[Records from a dataset]

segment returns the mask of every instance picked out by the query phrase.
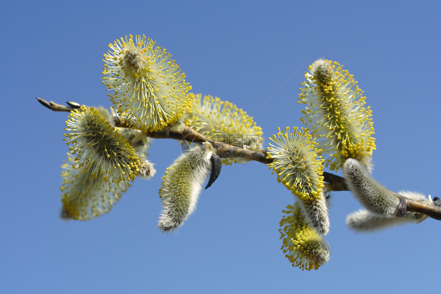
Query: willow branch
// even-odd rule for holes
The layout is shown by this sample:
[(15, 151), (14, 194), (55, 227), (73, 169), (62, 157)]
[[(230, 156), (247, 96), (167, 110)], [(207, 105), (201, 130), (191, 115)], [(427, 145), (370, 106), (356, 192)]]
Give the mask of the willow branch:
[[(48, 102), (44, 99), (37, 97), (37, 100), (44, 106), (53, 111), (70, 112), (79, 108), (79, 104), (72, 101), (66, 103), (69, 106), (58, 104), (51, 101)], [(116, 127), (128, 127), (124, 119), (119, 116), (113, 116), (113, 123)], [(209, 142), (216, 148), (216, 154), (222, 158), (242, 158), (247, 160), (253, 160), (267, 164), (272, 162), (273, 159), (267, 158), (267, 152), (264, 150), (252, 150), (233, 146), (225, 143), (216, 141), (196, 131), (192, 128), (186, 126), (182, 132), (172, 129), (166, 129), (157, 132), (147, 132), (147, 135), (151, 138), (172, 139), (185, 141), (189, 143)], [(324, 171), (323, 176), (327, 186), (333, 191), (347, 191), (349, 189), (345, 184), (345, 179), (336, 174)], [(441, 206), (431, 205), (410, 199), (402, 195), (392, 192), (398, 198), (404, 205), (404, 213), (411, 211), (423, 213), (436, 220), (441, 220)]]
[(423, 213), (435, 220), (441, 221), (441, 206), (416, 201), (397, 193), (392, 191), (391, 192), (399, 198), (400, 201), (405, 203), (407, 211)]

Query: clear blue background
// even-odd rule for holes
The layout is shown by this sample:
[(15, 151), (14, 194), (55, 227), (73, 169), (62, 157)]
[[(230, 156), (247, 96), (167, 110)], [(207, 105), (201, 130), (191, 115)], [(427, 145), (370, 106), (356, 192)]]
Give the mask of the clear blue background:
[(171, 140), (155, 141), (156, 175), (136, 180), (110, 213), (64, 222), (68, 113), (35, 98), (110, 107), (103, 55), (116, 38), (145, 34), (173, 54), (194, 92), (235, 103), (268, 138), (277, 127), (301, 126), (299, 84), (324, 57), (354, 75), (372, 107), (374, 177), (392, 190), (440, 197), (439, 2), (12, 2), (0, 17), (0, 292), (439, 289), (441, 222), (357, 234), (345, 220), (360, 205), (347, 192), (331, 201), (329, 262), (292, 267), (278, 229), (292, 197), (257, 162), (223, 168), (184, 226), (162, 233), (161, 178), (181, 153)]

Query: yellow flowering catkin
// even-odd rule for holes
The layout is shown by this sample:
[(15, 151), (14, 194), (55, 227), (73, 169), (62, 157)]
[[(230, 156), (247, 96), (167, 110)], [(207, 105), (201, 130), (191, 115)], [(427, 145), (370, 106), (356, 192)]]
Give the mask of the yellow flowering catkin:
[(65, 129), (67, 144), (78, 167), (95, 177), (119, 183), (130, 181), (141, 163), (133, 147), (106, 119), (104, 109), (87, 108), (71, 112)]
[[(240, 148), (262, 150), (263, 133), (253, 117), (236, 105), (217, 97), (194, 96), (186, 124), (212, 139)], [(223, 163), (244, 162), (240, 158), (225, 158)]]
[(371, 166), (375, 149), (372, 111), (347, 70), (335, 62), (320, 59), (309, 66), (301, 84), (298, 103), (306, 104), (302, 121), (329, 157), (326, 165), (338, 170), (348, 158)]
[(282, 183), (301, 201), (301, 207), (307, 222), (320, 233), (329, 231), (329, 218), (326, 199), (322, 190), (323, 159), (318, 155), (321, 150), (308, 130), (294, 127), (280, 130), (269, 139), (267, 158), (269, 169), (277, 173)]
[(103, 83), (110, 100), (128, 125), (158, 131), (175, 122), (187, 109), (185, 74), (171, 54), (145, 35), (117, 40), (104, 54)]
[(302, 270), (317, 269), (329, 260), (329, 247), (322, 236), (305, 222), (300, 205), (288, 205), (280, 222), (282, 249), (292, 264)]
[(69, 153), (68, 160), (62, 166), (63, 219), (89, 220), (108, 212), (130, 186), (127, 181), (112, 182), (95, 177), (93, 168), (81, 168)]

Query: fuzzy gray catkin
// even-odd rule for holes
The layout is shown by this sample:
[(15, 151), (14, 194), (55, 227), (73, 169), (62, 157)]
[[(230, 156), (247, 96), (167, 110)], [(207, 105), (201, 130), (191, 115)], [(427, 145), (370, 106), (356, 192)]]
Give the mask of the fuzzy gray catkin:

==

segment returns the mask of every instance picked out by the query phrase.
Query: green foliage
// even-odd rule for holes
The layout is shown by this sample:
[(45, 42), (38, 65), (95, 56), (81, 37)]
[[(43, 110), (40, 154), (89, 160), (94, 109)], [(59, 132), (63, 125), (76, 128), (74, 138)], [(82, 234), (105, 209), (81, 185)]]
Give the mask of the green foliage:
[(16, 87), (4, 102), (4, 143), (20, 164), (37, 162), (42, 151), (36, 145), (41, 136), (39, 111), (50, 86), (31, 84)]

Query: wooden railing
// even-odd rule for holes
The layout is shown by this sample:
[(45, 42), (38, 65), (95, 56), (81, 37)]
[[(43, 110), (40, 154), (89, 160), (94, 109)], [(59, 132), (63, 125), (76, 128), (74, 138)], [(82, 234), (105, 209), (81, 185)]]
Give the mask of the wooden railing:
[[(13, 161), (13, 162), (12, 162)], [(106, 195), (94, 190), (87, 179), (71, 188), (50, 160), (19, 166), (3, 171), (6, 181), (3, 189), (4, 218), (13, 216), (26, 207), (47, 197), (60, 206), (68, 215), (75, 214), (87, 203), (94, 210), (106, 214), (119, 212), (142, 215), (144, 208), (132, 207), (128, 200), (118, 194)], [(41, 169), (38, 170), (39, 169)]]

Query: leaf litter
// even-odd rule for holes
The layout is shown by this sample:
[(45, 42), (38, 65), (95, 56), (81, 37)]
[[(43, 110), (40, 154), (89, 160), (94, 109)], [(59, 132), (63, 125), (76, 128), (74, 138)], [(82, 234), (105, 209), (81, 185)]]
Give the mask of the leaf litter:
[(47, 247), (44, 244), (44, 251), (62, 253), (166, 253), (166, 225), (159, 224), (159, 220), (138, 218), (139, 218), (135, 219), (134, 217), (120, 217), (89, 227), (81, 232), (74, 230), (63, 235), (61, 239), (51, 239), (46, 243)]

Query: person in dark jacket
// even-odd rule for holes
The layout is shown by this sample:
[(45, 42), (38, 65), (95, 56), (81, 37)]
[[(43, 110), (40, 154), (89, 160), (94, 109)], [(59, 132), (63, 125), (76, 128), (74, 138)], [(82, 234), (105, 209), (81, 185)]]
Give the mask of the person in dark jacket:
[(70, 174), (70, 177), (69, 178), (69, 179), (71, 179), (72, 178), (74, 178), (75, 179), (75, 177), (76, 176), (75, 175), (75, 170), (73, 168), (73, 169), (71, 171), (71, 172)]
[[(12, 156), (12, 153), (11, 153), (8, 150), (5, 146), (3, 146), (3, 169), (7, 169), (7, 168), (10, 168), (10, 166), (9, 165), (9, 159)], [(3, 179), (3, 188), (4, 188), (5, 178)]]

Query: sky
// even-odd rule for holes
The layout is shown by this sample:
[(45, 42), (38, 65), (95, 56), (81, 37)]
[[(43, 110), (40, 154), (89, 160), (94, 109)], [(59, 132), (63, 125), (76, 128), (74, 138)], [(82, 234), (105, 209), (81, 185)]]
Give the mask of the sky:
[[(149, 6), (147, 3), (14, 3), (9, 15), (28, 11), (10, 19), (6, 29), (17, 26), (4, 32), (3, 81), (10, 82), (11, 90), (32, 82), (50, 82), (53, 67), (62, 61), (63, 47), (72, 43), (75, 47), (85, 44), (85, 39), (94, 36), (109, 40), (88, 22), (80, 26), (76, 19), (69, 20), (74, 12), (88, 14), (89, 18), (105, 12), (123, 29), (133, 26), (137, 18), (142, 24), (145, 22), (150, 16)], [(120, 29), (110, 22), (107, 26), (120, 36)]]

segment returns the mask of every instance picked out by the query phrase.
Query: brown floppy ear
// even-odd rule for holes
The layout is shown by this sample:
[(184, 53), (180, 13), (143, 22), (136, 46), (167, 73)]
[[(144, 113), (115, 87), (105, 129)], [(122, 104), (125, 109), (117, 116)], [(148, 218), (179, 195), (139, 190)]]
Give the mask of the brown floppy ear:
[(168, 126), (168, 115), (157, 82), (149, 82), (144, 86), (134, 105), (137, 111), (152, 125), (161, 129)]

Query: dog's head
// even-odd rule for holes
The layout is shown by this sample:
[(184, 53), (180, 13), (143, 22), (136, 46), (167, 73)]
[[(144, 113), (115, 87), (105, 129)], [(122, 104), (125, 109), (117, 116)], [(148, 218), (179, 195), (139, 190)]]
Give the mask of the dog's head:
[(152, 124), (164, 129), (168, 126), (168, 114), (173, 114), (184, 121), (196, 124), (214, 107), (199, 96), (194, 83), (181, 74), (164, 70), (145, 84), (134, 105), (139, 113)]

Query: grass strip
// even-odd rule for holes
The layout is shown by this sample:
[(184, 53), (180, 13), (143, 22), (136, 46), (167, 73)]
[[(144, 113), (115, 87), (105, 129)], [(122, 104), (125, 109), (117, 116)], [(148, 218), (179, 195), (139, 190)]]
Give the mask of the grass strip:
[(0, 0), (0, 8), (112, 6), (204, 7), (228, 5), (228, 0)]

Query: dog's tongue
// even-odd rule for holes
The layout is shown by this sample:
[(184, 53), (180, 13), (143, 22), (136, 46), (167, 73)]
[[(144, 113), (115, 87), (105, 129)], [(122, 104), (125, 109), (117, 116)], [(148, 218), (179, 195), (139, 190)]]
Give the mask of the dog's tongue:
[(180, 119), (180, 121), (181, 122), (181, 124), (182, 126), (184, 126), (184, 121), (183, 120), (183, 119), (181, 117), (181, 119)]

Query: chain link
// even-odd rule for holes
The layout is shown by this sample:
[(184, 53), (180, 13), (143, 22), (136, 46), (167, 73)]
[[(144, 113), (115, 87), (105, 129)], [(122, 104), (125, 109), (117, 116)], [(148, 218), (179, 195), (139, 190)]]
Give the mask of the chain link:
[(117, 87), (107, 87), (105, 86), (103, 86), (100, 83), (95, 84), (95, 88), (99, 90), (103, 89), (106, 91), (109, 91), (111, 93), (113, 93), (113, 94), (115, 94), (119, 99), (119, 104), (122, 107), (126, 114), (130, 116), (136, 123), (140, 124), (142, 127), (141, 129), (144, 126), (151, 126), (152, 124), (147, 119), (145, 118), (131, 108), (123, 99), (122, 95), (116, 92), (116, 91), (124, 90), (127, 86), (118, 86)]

◆ STATED GOAL ◆
Which lines of the data contain the word "leaf"? Extract each of them, treating case as significant.

◆ THE COMPLETED TASK ◆
Query: leaf litter
Give the mask of the leaf litter:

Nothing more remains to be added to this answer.